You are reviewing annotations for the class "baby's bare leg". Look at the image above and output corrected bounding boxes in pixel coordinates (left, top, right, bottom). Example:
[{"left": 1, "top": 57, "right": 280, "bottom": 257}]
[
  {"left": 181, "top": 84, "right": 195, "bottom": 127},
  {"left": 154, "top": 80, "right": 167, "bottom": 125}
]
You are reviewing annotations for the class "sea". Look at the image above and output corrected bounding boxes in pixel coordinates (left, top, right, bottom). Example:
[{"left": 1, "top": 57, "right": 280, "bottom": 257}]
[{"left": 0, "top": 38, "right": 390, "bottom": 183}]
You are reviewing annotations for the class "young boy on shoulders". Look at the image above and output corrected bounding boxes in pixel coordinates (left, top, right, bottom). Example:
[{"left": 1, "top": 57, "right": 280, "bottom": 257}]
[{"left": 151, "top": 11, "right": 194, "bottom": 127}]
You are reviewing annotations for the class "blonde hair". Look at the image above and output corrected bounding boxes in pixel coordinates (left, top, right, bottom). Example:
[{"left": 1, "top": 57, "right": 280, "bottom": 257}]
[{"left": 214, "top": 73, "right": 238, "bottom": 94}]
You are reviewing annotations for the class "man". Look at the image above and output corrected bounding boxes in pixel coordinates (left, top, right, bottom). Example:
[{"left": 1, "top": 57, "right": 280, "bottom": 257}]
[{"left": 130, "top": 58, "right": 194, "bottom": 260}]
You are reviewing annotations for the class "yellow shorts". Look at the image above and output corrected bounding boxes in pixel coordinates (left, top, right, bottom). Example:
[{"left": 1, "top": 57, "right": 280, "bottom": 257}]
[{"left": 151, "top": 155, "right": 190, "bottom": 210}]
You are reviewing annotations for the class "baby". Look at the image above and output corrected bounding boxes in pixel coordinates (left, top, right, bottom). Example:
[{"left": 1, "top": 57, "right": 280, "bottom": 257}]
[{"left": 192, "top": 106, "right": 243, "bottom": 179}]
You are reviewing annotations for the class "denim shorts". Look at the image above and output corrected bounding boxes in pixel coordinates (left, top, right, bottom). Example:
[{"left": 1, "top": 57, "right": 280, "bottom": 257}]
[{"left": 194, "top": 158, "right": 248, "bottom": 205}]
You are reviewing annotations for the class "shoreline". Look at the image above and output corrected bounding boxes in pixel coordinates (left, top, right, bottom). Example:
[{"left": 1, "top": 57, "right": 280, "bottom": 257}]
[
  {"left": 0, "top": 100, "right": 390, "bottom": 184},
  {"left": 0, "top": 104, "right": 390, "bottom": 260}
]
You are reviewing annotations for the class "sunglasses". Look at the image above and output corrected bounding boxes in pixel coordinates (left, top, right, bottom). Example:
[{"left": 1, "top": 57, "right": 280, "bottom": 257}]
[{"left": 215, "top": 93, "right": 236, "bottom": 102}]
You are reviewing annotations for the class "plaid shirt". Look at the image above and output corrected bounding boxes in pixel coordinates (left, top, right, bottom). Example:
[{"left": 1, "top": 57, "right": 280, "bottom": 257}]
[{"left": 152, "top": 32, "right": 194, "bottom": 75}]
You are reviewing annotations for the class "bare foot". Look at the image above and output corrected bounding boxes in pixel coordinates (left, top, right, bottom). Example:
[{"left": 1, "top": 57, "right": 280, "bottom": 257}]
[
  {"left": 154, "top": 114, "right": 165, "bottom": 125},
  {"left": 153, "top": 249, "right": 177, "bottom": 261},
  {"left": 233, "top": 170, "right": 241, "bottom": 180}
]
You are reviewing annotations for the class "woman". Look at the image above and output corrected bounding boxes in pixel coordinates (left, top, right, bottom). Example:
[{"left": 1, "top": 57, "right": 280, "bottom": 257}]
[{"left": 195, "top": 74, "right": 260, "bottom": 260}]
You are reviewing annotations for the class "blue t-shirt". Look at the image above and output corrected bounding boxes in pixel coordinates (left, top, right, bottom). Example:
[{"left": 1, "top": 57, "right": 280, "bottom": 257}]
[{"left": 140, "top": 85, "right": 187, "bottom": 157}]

--------

Goal of the exercise :: How many lines in the records above contain the string "shorts"? Case counts. Reply with the number alone.

The solution :: 2